──────── Source material ────────

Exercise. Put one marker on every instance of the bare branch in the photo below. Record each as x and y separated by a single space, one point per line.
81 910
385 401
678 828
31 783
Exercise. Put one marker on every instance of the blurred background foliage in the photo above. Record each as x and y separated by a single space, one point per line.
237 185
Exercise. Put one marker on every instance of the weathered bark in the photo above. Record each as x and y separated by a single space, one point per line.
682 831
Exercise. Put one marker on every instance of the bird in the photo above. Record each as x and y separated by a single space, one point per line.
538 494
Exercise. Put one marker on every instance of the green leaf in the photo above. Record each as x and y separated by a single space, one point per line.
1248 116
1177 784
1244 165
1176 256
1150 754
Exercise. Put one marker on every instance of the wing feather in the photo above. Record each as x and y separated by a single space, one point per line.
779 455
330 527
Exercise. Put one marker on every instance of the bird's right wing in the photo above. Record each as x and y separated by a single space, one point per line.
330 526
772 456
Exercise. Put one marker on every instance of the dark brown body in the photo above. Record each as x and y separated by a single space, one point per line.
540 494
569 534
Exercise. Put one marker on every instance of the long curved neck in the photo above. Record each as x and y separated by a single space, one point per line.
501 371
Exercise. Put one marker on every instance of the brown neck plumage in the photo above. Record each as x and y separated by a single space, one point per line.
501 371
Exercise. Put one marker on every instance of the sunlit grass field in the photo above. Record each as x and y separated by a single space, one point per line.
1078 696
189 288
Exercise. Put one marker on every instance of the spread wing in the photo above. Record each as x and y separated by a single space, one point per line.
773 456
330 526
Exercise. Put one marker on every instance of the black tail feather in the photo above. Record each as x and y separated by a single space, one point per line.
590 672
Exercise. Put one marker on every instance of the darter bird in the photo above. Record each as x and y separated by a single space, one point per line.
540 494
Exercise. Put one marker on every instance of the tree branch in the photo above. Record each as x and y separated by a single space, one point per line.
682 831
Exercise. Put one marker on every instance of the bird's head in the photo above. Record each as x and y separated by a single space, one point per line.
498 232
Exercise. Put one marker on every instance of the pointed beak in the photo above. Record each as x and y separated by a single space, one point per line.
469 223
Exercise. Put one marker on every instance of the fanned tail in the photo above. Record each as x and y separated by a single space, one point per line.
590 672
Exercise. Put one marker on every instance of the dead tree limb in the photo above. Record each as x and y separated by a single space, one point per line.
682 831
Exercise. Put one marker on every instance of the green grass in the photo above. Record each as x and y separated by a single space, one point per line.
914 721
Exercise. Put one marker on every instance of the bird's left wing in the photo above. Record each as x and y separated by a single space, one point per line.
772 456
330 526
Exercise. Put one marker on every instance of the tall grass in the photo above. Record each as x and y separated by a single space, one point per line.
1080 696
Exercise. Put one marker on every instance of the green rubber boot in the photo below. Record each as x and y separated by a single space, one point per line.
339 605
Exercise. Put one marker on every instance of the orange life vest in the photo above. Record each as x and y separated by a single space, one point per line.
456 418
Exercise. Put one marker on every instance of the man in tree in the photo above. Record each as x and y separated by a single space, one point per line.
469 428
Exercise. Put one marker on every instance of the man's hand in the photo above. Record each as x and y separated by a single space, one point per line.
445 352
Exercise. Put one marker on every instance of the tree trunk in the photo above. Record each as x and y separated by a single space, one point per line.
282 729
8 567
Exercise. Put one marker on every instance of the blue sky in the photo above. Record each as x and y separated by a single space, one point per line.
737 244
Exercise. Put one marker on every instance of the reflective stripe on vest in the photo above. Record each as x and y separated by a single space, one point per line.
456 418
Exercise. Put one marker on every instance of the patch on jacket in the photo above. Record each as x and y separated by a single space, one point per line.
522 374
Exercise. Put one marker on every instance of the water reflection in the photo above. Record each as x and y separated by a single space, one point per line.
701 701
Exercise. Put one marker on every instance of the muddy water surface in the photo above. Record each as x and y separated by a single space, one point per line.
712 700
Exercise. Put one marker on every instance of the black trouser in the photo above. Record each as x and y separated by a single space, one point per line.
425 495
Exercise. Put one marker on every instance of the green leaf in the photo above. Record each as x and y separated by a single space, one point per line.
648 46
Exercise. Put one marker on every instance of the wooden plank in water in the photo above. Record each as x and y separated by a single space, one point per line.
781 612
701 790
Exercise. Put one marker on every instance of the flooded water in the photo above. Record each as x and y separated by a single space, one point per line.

────────

Exercise – Copy all of the data. Keep every word exactly as it is.

Full solution –
Exercise. Put one marker on every instance of the bare branch in the photo below. Record each as x and y separated by a single space, one point per line.
81 910
385 401
678 828
31 783
Exercise. Put one marker on every instance of the blurred background foliage in the photo above. Record each as x and y separated by a single space, one point per line.
237 185
Exercise. Put one marker on every instance of the weathered bark in the photo above. Record each as x and y separated by a single space, one point per line.
682 831
Exercise. Put one marker on every instance of the bird in the photo above. Record each as x and y separated by a single space, one point per line.
538 494
Exercise. Put one marker on every instance of the green leaf in the photo above. Record each as x and y separated by a single space, one point per line.
1248 116
1177 784
1244 165
1176 256
1150 754
Exercise. Put one marker on every instance of the wing feather in the photo above. Record each as x and y separated by a single space, one point per line.
779 455
330 527
Exercise. Put one marker on every instance of the bird's right wing in the photo above. Record each as x and y separated by a single space, one point per line.
330 526
772 456
Exercise. Put one marker on every instance of the dark brown body in the photo above. Record each as x and y separated by a single space, one point per line.
540 494
569 534
Exercise. Put one marker on every instance of the long curved neck in the photo above. Record each as x and y separated by a single space, one point per line.
501 371
Exercise. Put one marker on every instance of the brown neck plumage in the photo above. Record each as x and y separated by a single space, one point per line.
501 371
Exercise. Put one marker on every instance of the sunlit grass field in the photo above. Record each as x and y separated by a single space, one point per line.
1078 696
189 288
Exercise. Put one marker on every instance of the spread wing in the photo above. Record each as x and y separated by a single space, one point per line.
773 456
330 526
Exercise. Put one marker on every instance of the black tail feather in the photo above. Record each as x and y separated by a single space, one point per line.
590 672
Exercise. Put one marker on every instance of the darter bird in the photo above. Record each as x and y separated by a single space, one point per line.
540 494
Exercise. Put one marker on every instance of the tree branch in the photo above. Record each as x and y separated by a single space, one point per line.
682 831
Exercise. Put one marker on every instance of the bird's head in the photo above. Record each as x and y separated by a single space, one point per line.
498 232
Exercise. Put one marker on every instance of the pointed beak in the photo above. Record each as x and y separated by a single space, one point per line.
469 223
Exercise. Put one marker on every instance of the fanned tail in the photo above. Record each as x and y separated by a single space, one point per line.
590 672
Exercise. Put one marker on every instance of the dead tree limb in the photo above. Record each as x and y separated by a single space, one point per line.
682 831
Exercise. Put one marker on every instance of the green grass in the photo above. Record each as x and y separated by a single space, one point per line.
914 721
Exercise. Put one marker on every instance of the bird's left wing in the photo above. Record each as x and y separated by a single space, one point per line.
772 456
330 526
Exercise. Put one marker on every instance of the tall grass in the photo above. Record each as x and y separated by a single space, one point per line.
1080 696
Exercise. Put one marker on every instance of the green rubber boot in the photo below. Record each as x and y separated by a single space, one point per line.
339 605
Exercise. Put one marker on every instance of the orange life vest in the photo above. Record each as x and y separated by a single space, one point per line.
456 418
Exercise. Put one marker on every instance of the man in tree in the photo above. Record each as x and y separated by a single space, one point per line.
469 428
Exercise. Put one marker on every instance of the man's hand in the photo above. Record each as x and y separated by a single space, one point per line.
445 352
Exercise. Put one marker on every instance of the tree trunk in the photo above. Record each as x and y separated by a single space, one point per line.
282 729
8 567
Exercise. Put one marker on every instance of the blue sky in the photo above. Record each as x and y separated by a single space, one point per line.
737 244
Exercise. Put one marker on every instance of the reflective stripe on vest in the photo above. Record each as x and y separated by a single space, one point per line.
456 418
Exercise. Put one marker on every instance of the patch on jacket in the photo above. Record each as x and y separated by a single space, one point per line.
522 374
Exercise. Put one marker on every instance of the water reflection in the photo above. Record each as x and y separated by a single space, one point per line.
701 701
Exercise. Put one marker on every instance of the muddy water surface in the photo above. Record each as x and y separated by a single space, one point per line.
712 700
Exercise. Put one marker on every instance of the black trouser in the photo above. Record each as x and y separated by a single space, one point per line.
425 495
Exercise. Put one marker on every instance of the green leaf in the photo above. Record each as x and y separated by a single space, one point per line.
648 46
Exercise. Put one marker on every instance of the wooden plank in water in the photo above. Record each as x and y separated by a single space, one point per line.
781 612
701 790
Exercise. Put one marker on every instance of the flooded water in the photo above. Record each as x and y separated by a single space, one point per line.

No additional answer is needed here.